[Entries for pointing and labeling]
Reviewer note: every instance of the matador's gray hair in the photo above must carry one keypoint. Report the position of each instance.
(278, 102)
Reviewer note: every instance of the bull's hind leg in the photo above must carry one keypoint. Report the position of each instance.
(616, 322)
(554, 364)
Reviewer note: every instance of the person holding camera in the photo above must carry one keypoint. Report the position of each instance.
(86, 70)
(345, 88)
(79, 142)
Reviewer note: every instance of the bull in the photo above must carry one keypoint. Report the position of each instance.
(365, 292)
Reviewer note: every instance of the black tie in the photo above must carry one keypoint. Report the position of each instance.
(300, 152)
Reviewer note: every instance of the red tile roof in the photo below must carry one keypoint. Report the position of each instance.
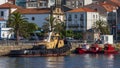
(1, 19)
(33, 11)
(82, 10)
(116, 2)
(8, 5)
(108, 7)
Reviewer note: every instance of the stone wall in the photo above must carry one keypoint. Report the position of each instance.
(6, 49)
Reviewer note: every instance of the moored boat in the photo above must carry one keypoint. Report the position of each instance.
(95, 48)
(51, 46)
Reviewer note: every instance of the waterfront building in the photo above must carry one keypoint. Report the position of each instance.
(21, 3)
(77, 3)
(12, 1)
(37, 16)
(5, 10)
(81, 20)
(3, 1)
(107, 13)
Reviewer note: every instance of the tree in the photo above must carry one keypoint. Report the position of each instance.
(102, 26)
(20, 25)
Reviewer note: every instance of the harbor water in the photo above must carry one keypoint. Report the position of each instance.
(71, 61)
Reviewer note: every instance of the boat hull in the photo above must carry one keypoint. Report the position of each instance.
(41, 52)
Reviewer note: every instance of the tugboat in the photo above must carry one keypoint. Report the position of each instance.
(52, 45)
(82, 49)
(96, 49)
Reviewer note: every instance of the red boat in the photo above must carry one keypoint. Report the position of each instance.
(81, 50)
(95, 48)
(110, 49)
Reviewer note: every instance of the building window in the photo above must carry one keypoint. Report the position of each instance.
(2, 13)
(81, 17)
(75, 16)
(69, 18)
(93, 16)
(33, 18)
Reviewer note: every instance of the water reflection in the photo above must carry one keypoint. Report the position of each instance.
(72, 61)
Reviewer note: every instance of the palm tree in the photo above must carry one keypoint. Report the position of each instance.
(101, 26)
(20, 25)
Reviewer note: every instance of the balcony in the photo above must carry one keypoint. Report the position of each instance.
(69, 19)
(73, 25)
(81, 19)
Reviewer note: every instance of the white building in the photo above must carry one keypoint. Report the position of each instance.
(77, 3)
(36, 4)
(3, 1)
(37, 16)
(81, 19)
(5, 10)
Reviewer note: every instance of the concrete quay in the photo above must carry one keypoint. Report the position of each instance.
(7, 48)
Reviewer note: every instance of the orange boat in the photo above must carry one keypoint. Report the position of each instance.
(95, 48)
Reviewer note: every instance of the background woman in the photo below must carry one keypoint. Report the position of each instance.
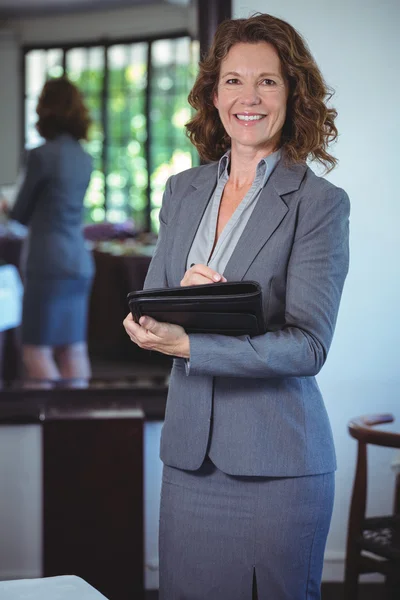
(59, 268)
(249, 462)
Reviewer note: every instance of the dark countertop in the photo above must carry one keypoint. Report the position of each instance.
(19, 406)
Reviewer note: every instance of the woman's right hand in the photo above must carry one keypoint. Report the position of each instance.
(200, 275)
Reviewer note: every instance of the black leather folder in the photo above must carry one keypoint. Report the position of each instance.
(231, 308)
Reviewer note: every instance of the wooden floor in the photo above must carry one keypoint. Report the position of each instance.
(330, 591)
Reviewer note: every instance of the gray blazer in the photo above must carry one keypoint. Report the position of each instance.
(50, 202)
(253, 403)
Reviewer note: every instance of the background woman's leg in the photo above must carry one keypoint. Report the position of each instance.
(40, 367)
(73, 363)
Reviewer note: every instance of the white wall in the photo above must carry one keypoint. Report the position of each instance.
(21, 501)
(10, 137)
(356, 44)
(80, 27)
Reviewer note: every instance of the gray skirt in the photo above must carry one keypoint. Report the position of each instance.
(55, 311)
(222, 536)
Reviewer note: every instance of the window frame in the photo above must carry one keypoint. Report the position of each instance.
(106, 43)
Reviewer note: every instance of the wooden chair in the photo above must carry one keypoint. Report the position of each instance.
(377, 536)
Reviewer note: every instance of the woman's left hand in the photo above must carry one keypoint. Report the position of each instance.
(149, 334)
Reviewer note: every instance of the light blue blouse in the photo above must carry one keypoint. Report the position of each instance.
(203, 242)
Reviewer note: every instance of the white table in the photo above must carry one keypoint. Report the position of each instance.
(66, 587)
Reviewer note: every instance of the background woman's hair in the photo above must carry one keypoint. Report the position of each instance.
(309, 126)
(61, 109)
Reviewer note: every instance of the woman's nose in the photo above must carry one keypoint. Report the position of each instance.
(249, 96)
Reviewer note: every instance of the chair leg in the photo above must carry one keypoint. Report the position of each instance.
(392, 588)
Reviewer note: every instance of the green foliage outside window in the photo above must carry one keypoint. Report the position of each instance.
(132, 156)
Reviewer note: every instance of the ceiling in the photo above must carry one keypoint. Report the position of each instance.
(25, 8)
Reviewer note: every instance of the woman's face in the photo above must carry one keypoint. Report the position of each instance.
(251, 96)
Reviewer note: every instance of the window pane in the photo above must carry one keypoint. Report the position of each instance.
(119, 184)
(172, 79)
(85, 68)
(127, 132)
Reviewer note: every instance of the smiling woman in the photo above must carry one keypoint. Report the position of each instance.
(251, 96)
(247, 447)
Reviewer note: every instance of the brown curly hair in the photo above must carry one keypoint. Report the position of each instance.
(309, 126)
(61, 109)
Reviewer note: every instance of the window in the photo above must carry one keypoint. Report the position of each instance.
(137, 96)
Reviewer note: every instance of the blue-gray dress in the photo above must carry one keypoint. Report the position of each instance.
(57, 265)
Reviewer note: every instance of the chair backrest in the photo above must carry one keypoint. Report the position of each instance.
(362, 429)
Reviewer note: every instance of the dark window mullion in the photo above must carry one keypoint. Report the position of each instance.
(104, 121)
(147, 110)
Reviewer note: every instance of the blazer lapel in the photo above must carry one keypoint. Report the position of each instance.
(266, 217)
(192, 210)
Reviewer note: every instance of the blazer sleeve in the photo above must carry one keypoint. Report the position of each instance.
(156, 275)
(316, 273)
(27, 195)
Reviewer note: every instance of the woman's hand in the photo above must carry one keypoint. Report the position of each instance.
(166, 338)
(200, 275)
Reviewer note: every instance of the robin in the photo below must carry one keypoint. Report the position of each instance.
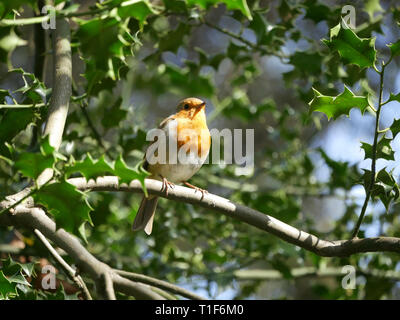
(187, 128)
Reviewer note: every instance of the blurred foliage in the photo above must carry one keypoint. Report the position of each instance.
(258, 64)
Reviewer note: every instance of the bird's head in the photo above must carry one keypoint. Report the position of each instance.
(189, 107)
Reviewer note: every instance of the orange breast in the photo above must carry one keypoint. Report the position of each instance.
(194, 133)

• REQUEST
Transcribe every line of the material above word for word, leaving out the pictures.

• THE REPLY
Reviewer note: every instance of the matador's gray hair in the photo above must carry one keypoint. Report the position of each instance.
(278, 102)
Reviewer note: every instance of the bull's hind leg in the photo above must carry one keypoint. Report the position of each instance.
(616, 322)
(554, 364)
Reviewer note: every instance of the person holding camera in the photo above must carry one keypoint. Report the position of each instance.
(86, 70)
(345, 88)
(79, 142)
Reviewer note: every instance of the bull in the photo above must carry one keypoint. Report the position of each instance.
(365, 292)
Reviewer note: every instance of the black tie in the photo above must carry one keypoint. Report the position of each instance.
(300, 152)
Reviewer note: every instance of the red tile roof in the photo below must carry one keypoint. Report the position of each instance.
(1, 19)
(33, 11)
(82, 10)
(116, 2)
(8, 5)
(108, 7)
Reviewer note: every instance of the stone wall in the photo above must carry one keypoint. Report the position of each instance.
(6, 49)
Reviewer note: every instance of the moored boat in the photo above must carry one keypoint. Report the position of each instance.
(95, 48)
(51, 46)
Reviewer note: every instance of the waterfront building in the photo above must carry one keypoint. Report the position of each instance.
(21, 3)
(77, 3)
(12, 1)
(37, 16)
(5, 10)
(81, 20)
(3, 1)
(107, 13)
Reviewer note: every instance of the tree in the photo above must carry one keypoint. Report the position of each instance.
(102, 26)
(20, 25)
Reviewer note: every instance of the harbor water in the photo above must carry one keypoint. Report the position of each instance.
(71, 61)
Reviewer note: every instance of the boat hull in the photo above must carry one keypoint. Report the position of each instance.
(41, 52)
Reviewer note: every instance of the tugboat in the photo above must carry one keypoint. Report the position of each instance.
(52, 45)
(82, 49)
(96, 49)
Reviewer note: every instance of the red boat in the photo above must carry one keypoint. Report the position of each instance.
(81, 50)
(95, 48)
(110, 49)
Reviewer note: every instance of the building window in the photo above must carry one keypoint. Report the position of each instance.
(2, 13)
(81, 17)
(75, 16)
(69, 18)
(93, 16)
(33, 18)
Reviewer note: every instance of the water reflection in the photo above must carry one keypoint. Report the position of each instance.
(72, 61)
Reviewer note: every instance of the palm tree in the photo above must carry one keypoint. Report the position of each instance.
(101, 26)
(20, 25)
Reviewer note: every instance of the balcony in the photo above must carry one keypoint. Report the position of each instance.
(69, 19)
(73, 25)
(81, 19)
Reviewer note: every instance of the white building in the photo above must carry one keypoint. Report the position of each instance.
(77, 3)
(36, 4)
(3, 1)
(37, 16)
(81, 19)
(5, 10)
Reviewer note: every instance of the concrete quay in the photo above must carry one keypoint. Report the position of each instance.
(7, 48)
Reviewer note: every instance of the orange boat in the photo above must carry one keypoint. Report the position of each instance.
(95, 48)
Reviewer note: every instance of the background woman in the photo below must carry one keypoint. Report the position of each instance.
(59, 268)
(249, 462)
Reviewer note: every instance of the dark countertop in the photo above must carry one keypoint. Report the position of each instance.
(19, 406)
Reviewer note: every instance of the woman's right hand in the photo above must carry one keypoint. Report the position of each instance.
(200, 275)
Reviewer note: every instance of the black leather folder in the photo above must carry one keypoint. Report the position of each instance.
(231, 308)
Reviewer note: every instance of the wooden floor in the photo above must carry one keypoint. Report the position of each instance.
(330, 591)
Reviewer note: every instance of the gray blazer in the photo above must carry one keypoint. Report the position of each instance.
(50, 202)
(253, 403)
Reviewer note: every instance of the background woman's leg in the photo above must carry one keypoint. Report the position of each instance.
(40, 367)
(73, 363)
Reviewer note: every instance of the white wall in the photo above must carry one keypoint. Report the position of each instance.
(21, 501)
(10, 137)
(356, 44)
(80, 27)
Reviewer note: every instance of the gray skirt in the photo above must carry one keypoint. Report the position of each instance.
(55, 311)
(222, 536)
Reviewer note: every instance of the window frame in the photo above must carry one keypoint. Report the position of each instance.
(106, 43)
Reviewer note: every instance of the wooden chair in the photo above must carry one keypoint. Report the position of each instance.
(377, 536)
Reviewer note: every instance of the woman's left hand in the photo above must carry one keypoint. Report the position of each instance.
(149, 334)
Reviewer note: every instance of the light blue blouse in the photo above must carry one keypoint. Report the position of each instance.
(203, 242)
Reviewer note: every instance of the white table in the photo above must carry one keypoint. Report the position of each instance.
(66, 587)
Reviewer note: every instance of the background woman's hair in the photo above must carry one keypoint. Report the position of each instance.
(309, 126)
(61, 109)
Reviewer note: every instance of the woman's nose in the photo above must carry one keypoint. Report the position of each instance.
(249, 96)
Reviewer note: every instance of the chair leg in the photo above must carry one keypoint. Report the position of each instance.
(392, 588)
Reviewer note: every instance of the green foliage outside window in the photo above must carry one keypoint. Report the position of each instance.
(132, 156)
Reviewer note: every instance of the ceiling in the photo above must carry one keypoint. Report the position of each instance.
(25, 8)
Reviewer note: every instance of the woman's face in the photo above must carry one keypoint. Report the position of each instance.
(251, 96)
Reviewer note: every instance of the window pane in the photo above must carry one keypoint. Report the position of each instance.
(119, 184)
(172, 79)
(85, 68)
(127, 132)
Reviewer note: every instance of the smiling woman in the photo above must carry one keypoint. Report the position of each instance.
(251, 96)
(247, 447)
Reviewer note: every instance of the brown curly hair in the photo above must carry one keypoint. Report the position of each instance.
(309, 126)
(61, 109)
Reviewer note: every instance of the window in the photo above must carry one keypoint. Report the position of each instance.
(137, 96)
Reviewer note: every instance of the blue-gray dress in the photo above must carry one keypoint. Report the position of each instance.
(57, 265)
Reviewer note: every instance of the chair backrest in the photo above must carry one keypoint. Report the position of each instance.
(362, 429)
Reviewer note: every instance of the dark window mullion in the photo above must carry one keypoint. Report the position of each instance.
(104, 121)
(147, 110)
Reviewer note: every instance of the blazer lapel in the photo above must carry one keypoint. Report the position of each instance.
(266, 217)
(192, 210)
Reviewer note: every instance of the blazer sleeve in the photo above must carry one keypoint. Report the position of each instance.
(156, 275)
(316, 273)
(27, 195)
Reviewer note: every instance of the woman's hand in the photo above must carry one keypoint. Report the position of each instance.
(166, 338)
(200, 275)
Reviewer note: every instance of the robin in the photo below must carry one keypoint. Report the position of each instance.
(187, 128)
Reviewer note: every instance of the blurred foliage in the photo above must carry one keypoint. Report the position of each instance.
(258, 64)
Reviewer note: every instance of the bird's head in the photo above must carry one keypoint. Report the position of each instance.
(189, 107)
Reviewer note: every instance of the orange breast in the photo above must carry one keypoint. Report the position of each instance.
(194, 133)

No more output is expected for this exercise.